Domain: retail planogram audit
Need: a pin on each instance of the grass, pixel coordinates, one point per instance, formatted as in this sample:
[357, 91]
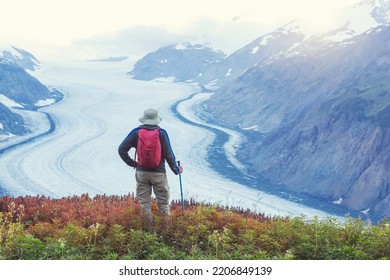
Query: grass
[111, 228]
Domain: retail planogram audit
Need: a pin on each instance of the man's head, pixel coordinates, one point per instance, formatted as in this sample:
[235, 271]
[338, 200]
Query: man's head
[150, 117]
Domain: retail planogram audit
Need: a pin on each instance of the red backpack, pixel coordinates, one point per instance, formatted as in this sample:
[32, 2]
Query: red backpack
[149, 148]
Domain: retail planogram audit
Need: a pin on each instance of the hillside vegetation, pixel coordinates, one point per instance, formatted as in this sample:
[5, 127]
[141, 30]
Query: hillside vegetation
[111, 227]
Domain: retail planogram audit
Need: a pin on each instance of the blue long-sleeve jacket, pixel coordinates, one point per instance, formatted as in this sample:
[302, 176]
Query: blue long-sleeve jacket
[167, 153]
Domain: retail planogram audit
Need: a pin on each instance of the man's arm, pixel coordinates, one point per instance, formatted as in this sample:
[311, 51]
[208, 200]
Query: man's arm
[168, 152]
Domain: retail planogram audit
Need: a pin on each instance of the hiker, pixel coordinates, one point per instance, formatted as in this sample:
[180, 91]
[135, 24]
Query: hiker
[150, 176]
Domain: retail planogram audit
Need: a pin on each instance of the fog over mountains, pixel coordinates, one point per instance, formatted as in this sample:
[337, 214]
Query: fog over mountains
[314, 103]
━━━━━━━━━━━━━━━━━━━━━━━━━━━━━━
Exercise objective:
Switch every "pin" in the items above to "marker" and write out all the items again, changing nothing else. Leave the pictures out.

Exercise answer:
Domain: retail planogram audit
Need: a marker on each instance of the grass, pixel coordinates, one point per instance, formatted as in this sample:
[357, 91]
Query: grass
[111, 228]
Domain: retail planogram audit
Need: a marker on each instance of the man's head, pixel coordinates, one point per instance, formatted as in this sample:
[235, 271]
[338, 200]
Query: man's head
[150, 117]
Domain: retail planogram audit
Need: a marker on each instance of the red backpack, pixel coordinates, one point per instance, formatted as in this sample:
[32, 2]
Query: red backpack
[149, 148]
Domain: retail planogram audit
Need: a marker on each instance of the hillside vegetation, pixel coordinates, one point per instance, formatted as in this sample:
[5, 127]
[141, 30]
Query: hillside vegetation
[111, 227]
Domain: retail planogram audit
Need: a marker on each instance of the blue long-sleeve jacket, pixel coordinates, one point per instance, formatted as in this sample:
[302, 176]
Query: blue long-sleeve jacket
[167, 153]
Domain: retail planogram audit
Need: a marker on each instance of the man's arm, pixel coordinates, one point per instance, formatted as in this sample:
[311, 51]
[208, 200]
Query: man's arm
[168, 152]
Domain: retail planogram audit
Need: a marker on each instance of the hiker, pixel coordinates, one point per instance, formatted as in this sample:
[180, 91]
[135, 24]
Query: hiker
[150, 176]
Domain: retail planogram audit
Need: a marker on each instance of the fog over mountains, pixel coordinates, one point per instance, formatted as in this sample:
[337, 214]
Query: fog over mountains
[314, 103]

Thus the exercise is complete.